**TEXT SECTION**

* * * *

The way things used to be

Ladies, may I gentlely suggest that you cease being angry because you were delivered from relationships or a situation that did not honor you, but only brought you pain and brokeness. Despite the negative messages from society being single whether by force or choice should be viewed as a gift and not a death sentence.

Think about this. When you were in that relationship or situationship with the person you thought you couldn’t live without, did you feel safe, respected, loved and protected? Were your needs besides the physical ones attended to or did you feel abandoned? Were your dreams, vision and goals nurtured, supposed and encouraged? How many times promise were broken, lies were told, and you struggled with conflicts of suspected infidelity because you had to worry about them, they, he, she, or her being a part of what you thought was an exclusive situations. And you wonder why you have trust issues.

Did you wait your turn in line because you weren’t a priority? Count the times you gave or lent money because bae, boo, your ride or die knew you wouldn’t say no. You broke up, he, she, they, or them begged their way back into your life. Why, because when your alone you allow feelings of desperation, loneliness, lust, and the voice of others advising you to move on, and you do, you fall right back into the same destructive patterns in the next situationship.

Why am I saying all of this? Because this use to be me. No, my truth doesn’t reflect the experiences of others, but I know that their is more than a few women reading this that have walked in these shoes. I am not a relationship guru, I am a women who have walked on the dark side of more than one dysfunctional situationship. In 2015, I wrote my first book The Waiting Game, where I reveal my personal experiences about how men and women who are emotional broken and how we mistreat each other in relationships.

* * * *

**ENTRIES PROVIDED**
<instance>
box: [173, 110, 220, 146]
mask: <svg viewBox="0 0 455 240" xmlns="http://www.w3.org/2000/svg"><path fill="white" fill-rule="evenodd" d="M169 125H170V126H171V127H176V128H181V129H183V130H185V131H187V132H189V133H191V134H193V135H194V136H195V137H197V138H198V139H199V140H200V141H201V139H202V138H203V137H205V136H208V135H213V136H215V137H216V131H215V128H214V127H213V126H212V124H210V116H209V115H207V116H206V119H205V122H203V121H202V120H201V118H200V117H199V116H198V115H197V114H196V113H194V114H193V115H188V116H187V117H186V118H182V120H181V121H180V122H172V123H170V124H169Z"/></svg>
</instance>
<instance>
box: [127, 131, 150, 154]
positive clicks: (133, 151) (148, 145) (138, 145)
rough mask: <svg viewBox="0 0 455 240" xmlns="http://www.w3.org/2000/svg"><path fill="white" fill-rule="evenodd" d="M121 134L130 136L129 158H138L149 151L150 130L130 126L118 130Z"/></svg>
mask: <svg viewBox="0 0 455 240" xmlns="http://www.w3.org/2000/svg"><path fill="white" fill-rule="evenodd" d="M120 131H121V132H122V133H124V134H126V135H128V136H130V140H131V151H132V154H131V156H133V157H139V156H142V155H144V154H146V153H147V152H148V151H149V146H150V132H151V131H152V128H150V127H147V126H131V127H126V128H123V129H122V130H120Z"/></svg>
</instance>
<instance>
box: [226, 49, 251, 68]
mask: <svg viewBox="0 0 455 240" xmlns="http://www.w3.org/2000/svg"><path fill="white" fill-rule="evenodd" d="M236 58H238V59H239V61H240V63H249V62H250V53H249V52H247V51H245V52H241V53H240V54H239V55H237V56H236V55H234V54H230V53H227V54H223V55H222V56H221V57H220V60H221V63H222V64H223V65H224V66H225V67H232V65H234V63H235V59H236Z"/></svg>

* * * *

**INSTRUCTION 1**
Copy out everything from "Think about this." down to "have trust issues." in the essay on leaving hurtful relationships.
**INSTRUCTION 2**
Rewrite all the records with "positive clicks" replaced by "foreground points", leaving everything else unchanged.
The text and the records are unrelated and stand as separate material.

**REPLY 1**
Think about this. When you were in that relationship or situationship with the person you thought you couldn’t live without, did you feel safe, respected, loved and protected? Were your needs besides the physical ones attended to or did you feel abandoned? Were your dreams, vision and goals nurtured, supposed and encouraged? How many times promise were broken, lies were told, and you struggled with conflicts of suspected infidelity because you had to worry about them, they, he, she, or her being a part of what you thought was an exclusive situations. And you wonder why you have trust issues.

**REPLY 2**
<instance>
box: [173, 110, 220, 146]
mask: <svg viewBox="0 0 455 240" xmlns="http://www.w3.org/2000/svg"><path fill="white" fill-rule="evenodd" d="M169 125H170V126H171V127H176V128H181V129H183V130H185V131H187V132H189V133H191V134H193V135H194V136H195V137H197V138H198V139H199V140H200V141H201V139H202V138H203V137H205V136H208V135H213V136H215V137H216V131H215V128H214V127H213V126H212V124H210V116H209V115H207V116H206V119H205V122H203V121H202V120H201V118H200V117H199V116H198V115H197V114H196V113H194V114H193V115H188V116H187V117H186V118H182V120H181V121H180V122H172V123H170V124H169Z"/></svg>
</instance>
<instance>
box: [127, 131, 150, 154]
foreground points: (133, 151) (148, 145) (138, 145)
rough mask: <svg viewBox="0 0 455 240" xmlns="http://www.w3.org/2000/svg"><path fill="white" fill-rule="evenodd" d="M121 134L130 136L129 158H138L149 151L150 130L130 126L118 130Z"/></svg>
mask: <svg viewBox="0 0 455 240" xmlns="http://www.w3.org/2000/svg"><path fill="white" fill-rule="evenodd" d="M120 131H121V132H122V133H124V134H126V135H128V136H130V140H131V151H132V154H131V156H133V157H139V156H142V155H144V154H146V153H147V152H148V151H149V146H150V132H151V131H152V128H150V127H147V126H131V127H126V128H123V129H122V130H120Z"/></svg>
</instance>
<instance>
box: [226, 49, 251, 68]
mask: <svg viewBox="0 0 455 240" xmlns="http://www.w3.org/2000/svg"><path fill="white" fill-rule="evenodd" d="M236 58H238V59H239V61H240V63H249V62H250V53H249V52H247V51H245V52H241V53H240V54H239V55H237V56H236V55H234V54H230V53H227V54H223V55H222V56H221V57H220V60H221V63H222V64H223V65H224V66H225V67H232V65H234V63H235V59H236Z"/></svg>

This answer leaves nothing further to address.